Material provided:
--------------------------------------------------
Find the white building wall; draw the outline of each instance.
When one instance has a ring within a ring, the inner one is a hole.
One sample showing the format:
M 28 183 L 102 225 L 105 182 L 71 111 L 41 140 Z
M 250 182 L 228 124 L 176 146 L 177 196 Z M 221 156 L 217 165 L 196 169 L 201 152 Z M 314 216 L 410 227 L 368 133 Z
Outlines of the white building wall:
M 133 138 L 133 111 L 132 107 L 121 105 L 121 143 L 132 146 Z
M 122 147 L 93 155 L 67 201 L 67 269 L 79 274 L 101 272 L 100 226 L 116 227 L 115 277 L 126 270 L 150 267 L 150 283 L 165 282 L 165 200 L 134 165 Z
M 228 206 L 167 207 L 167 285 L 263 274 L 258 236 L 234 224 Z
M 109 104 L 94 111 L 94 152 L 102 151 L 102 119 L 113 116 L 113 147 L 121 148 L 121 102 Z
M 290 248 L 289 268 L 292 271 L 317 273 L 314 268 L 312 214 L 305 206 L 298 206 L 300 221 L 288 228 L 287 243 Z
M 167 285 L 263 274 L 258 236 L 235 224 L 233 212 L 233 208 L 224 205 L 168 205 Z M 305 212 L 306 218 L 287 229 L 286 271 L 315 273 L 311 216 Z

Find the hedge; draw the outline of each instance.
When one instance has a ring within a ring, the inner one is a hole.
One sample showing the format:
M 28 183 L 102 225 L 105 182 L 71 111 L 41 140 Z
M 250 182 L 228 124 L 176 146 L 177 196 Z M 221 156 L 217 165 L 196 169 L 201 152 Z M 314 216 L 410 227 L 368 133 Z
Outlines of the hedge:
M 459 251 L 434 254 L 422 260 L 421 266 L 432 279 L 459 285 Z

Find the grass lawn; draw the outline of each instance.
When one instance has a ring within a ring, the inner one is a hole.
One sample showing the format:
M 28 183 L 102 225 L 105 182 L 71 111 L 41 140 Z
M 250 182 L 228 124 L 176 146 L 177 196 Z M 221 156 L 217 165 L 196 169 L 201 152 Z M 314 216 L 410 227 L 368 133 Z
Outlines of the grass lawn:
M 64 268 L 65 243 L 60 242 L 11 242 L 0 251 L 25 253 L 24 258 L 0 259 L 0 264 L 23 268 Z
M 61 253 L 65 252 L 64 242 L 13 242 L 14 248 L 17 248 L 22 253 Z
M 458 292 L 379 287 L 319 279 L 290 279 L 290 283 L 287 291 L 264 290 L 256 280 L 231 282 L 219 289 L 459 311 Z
--------------------------------------------------
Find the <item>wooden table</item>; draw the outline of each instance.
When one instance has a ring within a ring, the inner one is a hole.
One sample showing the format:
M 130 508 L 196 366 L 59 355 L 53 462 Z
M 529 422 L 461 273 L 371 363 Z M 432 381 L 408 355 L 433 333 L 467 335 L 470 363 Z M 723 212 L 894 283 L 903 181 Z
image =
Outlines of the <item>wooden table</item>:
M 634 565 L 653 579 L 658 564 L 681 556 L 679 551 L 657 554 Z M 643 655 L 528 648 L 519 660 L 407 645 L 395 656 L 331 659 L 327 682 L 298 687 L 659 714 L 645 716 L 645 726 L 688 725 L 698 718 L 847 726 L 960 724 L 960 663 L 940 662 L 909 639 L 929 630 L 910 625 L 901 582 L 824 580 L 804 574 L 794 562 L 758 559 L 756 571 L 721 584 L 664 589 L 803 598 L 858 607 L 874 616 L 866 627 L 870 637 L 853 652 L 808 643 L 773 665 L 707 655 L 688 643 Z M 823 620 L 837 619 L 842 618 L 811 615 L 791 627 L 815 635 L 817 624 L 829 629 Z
--------------------------------------------------
Instructions for the task:
Every line with the word "each" in it should be copied from the listing above.

Finished exercise:
Find the white building wall; draw the outline of each instance.
Find the hedge; draw the outline of each instance.
Find the grass lawn; draw the outline of each instance.
Find the <item>wooden table</item>; draw the outline of each instance.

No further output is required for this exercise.